**WHAT THE EXERCISE ASKS**
Produce a faithful copy of every record below, without the pictures.

═════ PROVIDED MATERIAL ═════

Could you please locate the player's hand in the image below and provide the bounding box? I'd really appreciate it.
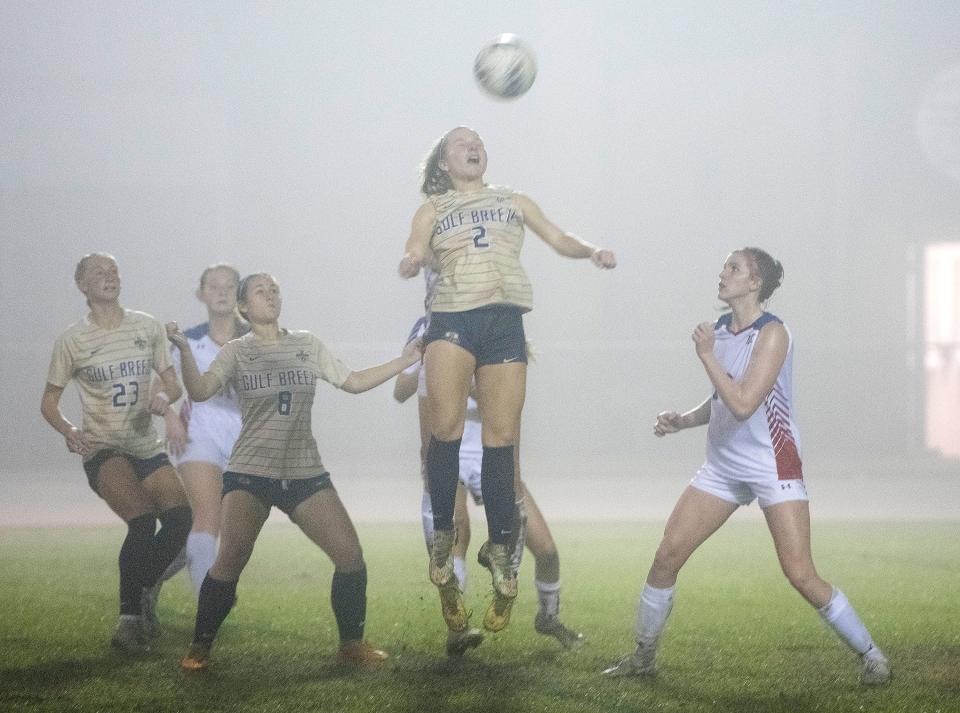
[401,336,424,366]
[590,248,617,269]
[398,253,422,279]
[65,426,91,456]
[654,411,683,437]
[166,321,188,350]
[148,391,172,416]
[164,408,188,458]
[692,321,715,357]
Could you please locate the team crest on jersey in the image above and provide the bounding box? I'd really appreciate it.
[134,336,147,349]
[296,350,309,362]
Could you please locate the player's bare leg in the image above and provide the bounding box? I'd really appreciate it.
[765,501,890,685]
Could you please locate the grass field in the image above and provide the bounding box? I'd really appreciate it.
[1,520,958,713]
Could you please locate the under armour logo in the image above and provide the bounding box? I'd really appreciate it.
[296,350,309,362]
[134,336,146,349]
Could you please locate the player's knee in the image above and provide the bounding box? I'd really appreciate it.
[333,545,364,572]
[651,541,685,576]
[781,559,817,593]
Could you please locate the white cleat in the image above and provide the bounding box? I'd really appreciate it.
[860,647,891,686]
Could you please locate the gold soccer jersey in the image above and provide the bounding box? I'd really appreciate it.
[46,310,172,460]
[206,330,352,479]
[428,187,533,313]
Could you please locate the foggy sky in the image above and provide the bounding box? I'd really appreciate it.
[3,1,959,493]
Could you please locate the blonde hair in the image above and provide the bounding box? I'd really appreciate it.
[199,263,241,289]
[419,126,479,196]
[420,133,454,196]
[74,252,116,284]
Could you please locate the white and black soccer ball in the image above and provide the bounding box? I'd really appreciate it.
[473,34,537,99]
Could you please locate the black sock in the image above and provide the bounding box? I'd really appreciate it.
[427,436,461,532]
[193,575,237,647]
[331,566,367,643]
[118,513,156,615]
[481,445,515,545]
[148,505,192,585]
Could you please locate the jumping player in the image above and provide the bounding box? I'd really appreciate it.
[170,273,423,672]
[41,253,192,653]
[603,248,891,685]
[398,126,616,637]
[395,317,584,654]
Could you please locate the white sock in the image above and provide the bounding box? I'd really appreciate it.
[186,532,217,598]
[453,556,467,592]
[535,579,561,617]
[634,583,675,647]
[817,587,875,655]
[420,489,434,555]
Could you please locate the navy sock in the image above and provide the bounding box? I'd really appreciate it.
[481,445,515,545]
[148,505,192,586]
[331,566,367,643]
[427,436,461,532]
[118,513,156,615]
[193,575,237,647]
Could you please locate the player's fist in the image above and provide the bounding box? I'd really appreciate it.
[590,248,617,269]
[654,411,683,437]
[398,253,421,279]
[401,336,424,366]
[166,321,187,349]
[65,426,91,455]
[692,322,715,357]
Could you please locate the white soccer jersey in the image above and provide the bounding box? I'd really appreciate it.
[704,312,803,481]
[171,323,242,425]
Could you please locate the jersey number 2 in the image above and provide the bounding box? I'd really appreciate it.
[471,226,489,248]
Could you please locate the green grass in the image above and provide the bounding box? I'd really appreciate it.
[1,520,958,713]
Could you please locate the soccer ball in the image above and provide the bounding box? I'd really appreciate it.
[473,34,537,99]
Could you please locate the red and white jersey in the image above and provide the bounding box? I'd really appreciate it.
[704,312,803,481]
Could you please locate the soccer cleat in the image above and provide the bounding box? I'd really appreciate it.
[477,541,518,632]
[180,642,212,672]
[446,627,484,657]
[110,615,149,654]
[534,612,585,650]
[140,583,162,639]
[430,529,468,632]
[602,644,657,678]
[336,639,389,671]
[859,647,891,685]
[429,529,456,586]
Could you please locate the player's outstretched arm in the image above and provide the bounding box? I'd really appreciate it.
[166,322,222,402]
[399,202,437,278]
[343,338,424,394]
[516,193,616,268]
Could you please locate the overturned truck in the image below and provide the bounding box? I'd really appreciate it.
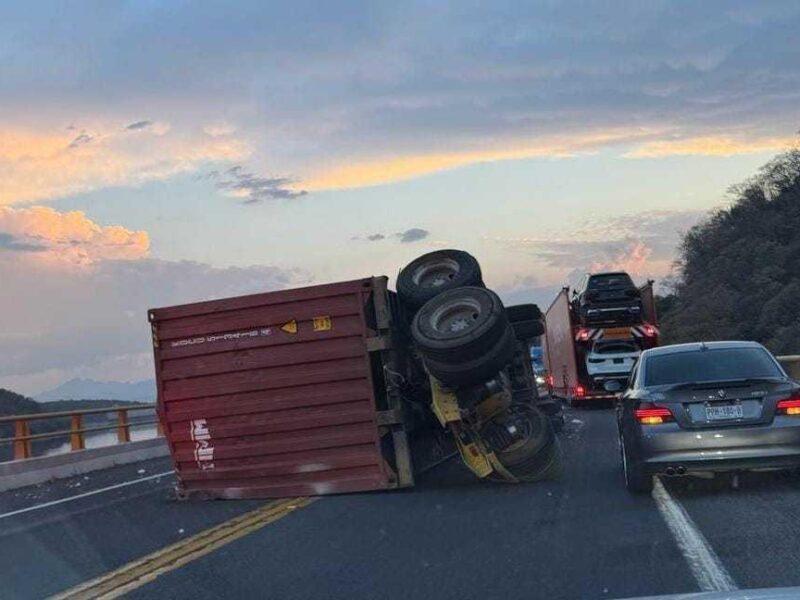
[148,250,561,499]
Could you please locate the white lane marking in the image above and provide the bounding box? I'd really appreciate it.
[0,471,174,521]
[652,478,737,592]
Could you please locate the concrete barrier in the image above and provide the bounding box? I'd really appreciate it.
[777,355,800,380]
[0,437,169,492]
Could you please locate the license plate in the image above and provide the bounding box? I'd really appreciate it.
[706,405,743,421]
[603,327,630,339]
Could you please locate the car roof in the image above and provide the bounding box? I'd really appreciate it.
[588,271,630,278]
[641,340,766,359]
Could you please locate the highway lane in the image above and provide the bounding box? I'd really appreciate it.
[8,406,800,599]
[128,407,697,600]
[0,457,270,599]
[663,466,800,590]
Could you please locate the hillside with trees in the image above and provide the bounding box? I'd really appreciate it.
[660,149,800,353]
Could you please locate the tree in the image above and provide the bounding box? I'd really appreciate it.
[662,149,800,354]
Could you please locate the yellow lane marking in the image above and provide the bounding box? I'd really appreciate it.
[51,496,317,600]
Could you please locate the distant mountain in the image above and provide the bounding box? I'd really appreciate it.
[35,378,156,402]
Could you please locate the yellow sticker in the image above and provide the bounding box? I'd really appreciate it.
[313,316,332,331]
[280,319,298,334]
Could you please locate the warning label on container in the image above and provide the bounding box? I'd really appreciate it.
[190,418,215,471]
[169,328,272,348]
[280,319,298,334]
[313,316,332,331]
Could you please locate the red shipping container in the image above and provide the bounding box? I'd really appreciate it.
[148,277,414,499]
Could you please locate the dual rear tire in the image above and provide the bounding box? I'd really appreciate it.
[410,287,516,388]
[397,249,484,312]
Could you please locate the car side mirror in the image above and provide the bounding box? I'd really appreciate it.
[603,380,623,393]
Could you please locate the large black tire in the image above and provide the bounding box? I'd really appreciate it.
[621,435,653,494]
[411,287,509,364]
[511,319,544,340]
[397,250,483,311]
[486,405,561,482]
[505,303,542,323]
[421,324,518,387]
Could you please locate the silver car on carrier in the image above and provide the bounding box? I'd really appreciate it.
[614,341,800,493]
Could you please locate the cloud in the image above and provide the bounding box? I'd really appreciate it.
[68,133,93,149]
[203,122,236,137]
[0,232,45,252]
[485,209,706,282]
[302,129,658,190]
[0,206,149,266]
[625,136,796,159]
[396,228,429,243]
[0,205,307,393]
[207,165,307,204]
[1,3,799,192]
[352,228,430,243]
[125,120,153,131]
[0,126,249,205]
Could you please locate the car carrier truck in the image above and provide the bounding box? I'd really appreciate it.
[542,280,659,405]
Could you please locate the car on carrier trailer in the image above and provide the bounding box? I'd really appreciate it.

═════

**RESPONSE FOR THIS EXERCISE**
Could you please locate the player's hand in the image below and provide the bounding box? I'd really appreciate it.
[401,336,424,366]
[590,248,617,269]
[398,253,422,279]
[65,426,91,456]
[654,411,683,437]
[166,321,188,350]
[148,391,172,416]
[164,408,188,458]
[692,321,715,357]
Could you please locate the team crest on jersey in the image above and provide the bounding box? I'd really appreciate it.
[134,336,147,349]
[296,350,309,362]
Could you please locate the player's bare leg in the image above and provide the bounding box? I'd really appreciate it.
[765,501,890,685]
Could you please locate the grass field in the image above and provide the bounding box? I'd really appreciate it.
[1,520,958,713]
Could you please locate the under armour logo in the image above and provide the bounding box? I'd really appreciate it.
[296,350,309,362]
[134,336,146,349]
Could you please locate the player's knee in the image above and provide the bounding box? I'd really appreciate it.
[333,545,364,572]
[651,541,685,576]
[781,559,817,593]
Could you please locate the white cleat in the image above and provide the bounding box? I'd really appreciate it.
[860,647,891,686]
Could you please locate the gold soccer jersey in the image above and provide the bounding box? I'd really appreciate it.
[46,310,172,460]
[206,330,352,479]
[428,187,533,313]
Could you please locate the foggy sky in the image above and provide the bounding box? I'd really appreciate it.
[3,1,959,493]
Could you please locate the blonde hair in the image above and provide the bounding box? I'd really appreciate it.
[199,263,241,289]
[419,126,479,196]
[420,133,454,196]
[74,252,116,284]
Could you please locate the white and black soccer ball in the image above and provide the bounding box? I'd really appreciate it.
[473,34,537,99]
Could you please locate the black sock in the image above and provide the bounding box? I'd really appreciate it.
[427,436,461,532]
[193,575,237,647]
[331,566,367,643]
[118,513,156,615]
[481,445,515,545]
[148,505,192,585]
Could you please locate the jumping player in the image above and provide the bounding box? I'd really appreciate it.
[170,273,423,672]
[41,253,192,653]
[603,248,891,685]
[398,126,616,637]
[395,317,584,654]
Could you please locate the white sock in the image above and provide the bounding box? I'd really appreciate it.
[186,532,217,598]
[453,556,467,592]
[535,579,561,617]
[634,583,675,647]
[817,587,875,655]
[420,489,434,555]
Could you please locate the navy sock in the image above and provide the bounding box? I'd really appreciate it.
[481,445,515,545]
[148,505,192,586]
[331,566,367,643]
[427,436,461,532]
[118,513,156,615]
[193,575,237,647]
Could you please locate the player's fist in the image above and provide the bounding box? I'd really appreciate it.
[590,248,617,269]
[654,411,683,437]
[398,253,421,279]
[401,336,424,366]
[166,321,187,349]
[65,426,91,455]
[692,322,715,357]
Could you please locate the white soccer jersey in the image above and provide the bounding box? I'd really appreciate it.
[704,312,803,481]
[171,323,242,425]
Could you please locate the jersey number 2 in the image above and provide the bounding box? I'd really appreciate it.
[471,226,489,248]
Could you please locate the green grass in the image above and provide the bounding box? I'd really appreciate it.
[1,520,958,713]
Could you please locate the soccer ball in the image above and provide the bounding box? I'd really appreciate it.
[473,34,537,99]
Could you please locate the red and white jersey in the image above and provide the bounding box? I'd really appreciate it.
[704,312,803,481]
Could you please locate the soccer cleat in the image above and provide the bounding box? I'd really appreciate it.
[477,541,518,632]
[180,642,212,672]
[446,627,484,657]
[110,615,149,654]
[534,612,585,650]
[140,583,162,639]
[430,529,468,632]
[602,644,657,678]
[336,639,389,671]
[859,647,891,685]
[429,529,456,586]
Could you please locate the player's outstretched arm in the image above and provide the bounding box? I'd really appreciate it.
[166,322,222,402]
[399,202,437,278]
[343,338,424,394]
[516,193,616,268]
Could you please locate the overturned truck in the image below and provide the bounding box? I'd really appreciate it.
[148,250,561,499]
Could you please locate the white lane marking in the image above and provide the bounding box? I'd really appreciate it.
[0,471,174,521]
[652,478,737,592]
Could you please locate the concrete barrier in the image above and provide the bounding box? I'd really appreciate it.
[777,355,800,380]
[0,437,169,492]
Could you please locate the license plate in the image above and provide the bounding box? I'd really appreciate it.
[706,405,743,421]
[603,327,630,339]
Could you please locate the car roof in the image above and provide the bounding box? I'd really appreciate it.
[588,271,630,278]
[641,340,766,359]
Could you please locate the highway lane in the image above and provide the bounding box? I'd really appreciate it.
[8,406,800,599]
[128,407,697,600]
[0,457,270,599]
[663,466,800,590]
Could you please locate the hillside with trees in the image above and provide the bounding box? I'd really appreciate it.
[660,149,800,353]
Could you please locate the tree in the image above and provide the bounding box? I'd really appreciate it.
[662,149,800,354]
Could you please locate the yellow lane marking in the image above and provide the bounding box? I'd really appreciate it.
[51,496,317,600]
Could you please locate the distant mountain in the image above and provide the bounding box? I'd really appreciate it.
[35,378,156,402]
Could you please locate the yellow sticker in the image above and provide the bounding box? I'd really appreciate it.
[313,316,332,331]
[280,319,298,334]
Could you please locate the warning label on container in the image above and provide the bounding box? I'd really appreciate it.
[190,418,215,471]
[169,328,272,348]
[280,319,298,334]
[313,316,332,331]
Could you please locate the red shipping container in the image above and provide the bounding box? I'd really appreciate it.
[148,277,414,499]
Could you please locate the dual rear tire in the image above and provide the bounding box? I'd really appreciate it.
[410,287,516,388]
[397,249,484,312]
Could you please locate the car side mirror in the image above and provide the bounding box? I'd really appreciate it.
[603,380,623,393]
Could you please locate the large black tire in the image above and provide the bounding box? I'd really appreciate it.
[621,435,653,494]
[411,287,509,364]
[511,319,544,340]
[397,250,483,311]
[486,405,561,482]
[505,303,542,323]
[421,324,518,387]
Could you please locate the silver car on carrier in the image above and provide the bounding box? I'd really appreciate it.
[614,341,800,493]
Could you please locate the cloud in the image above and provide the bounding box? I'd really appreciate it.
[68,133,93,149]
[203,122,236,137]
[0,232,45,252]
[485,209,706,282]
[302,129,658,190]
[0,206,149,266]
[625,136,796,159]
[396,228,429,243]
[0,205,307,393]
[207,165,307,204]
[1,3,799,192]
[352,228,430,243]
[125,120,153,131]
[0,126,249,205]
Could you please locate the car carrier truck in the image above and provide the bounding box? I'd really appreciate it.
[542,280,659,405]
Could you please locate the car on carrier trailer in the image above and provide the bounding box? I'd really appreciate it.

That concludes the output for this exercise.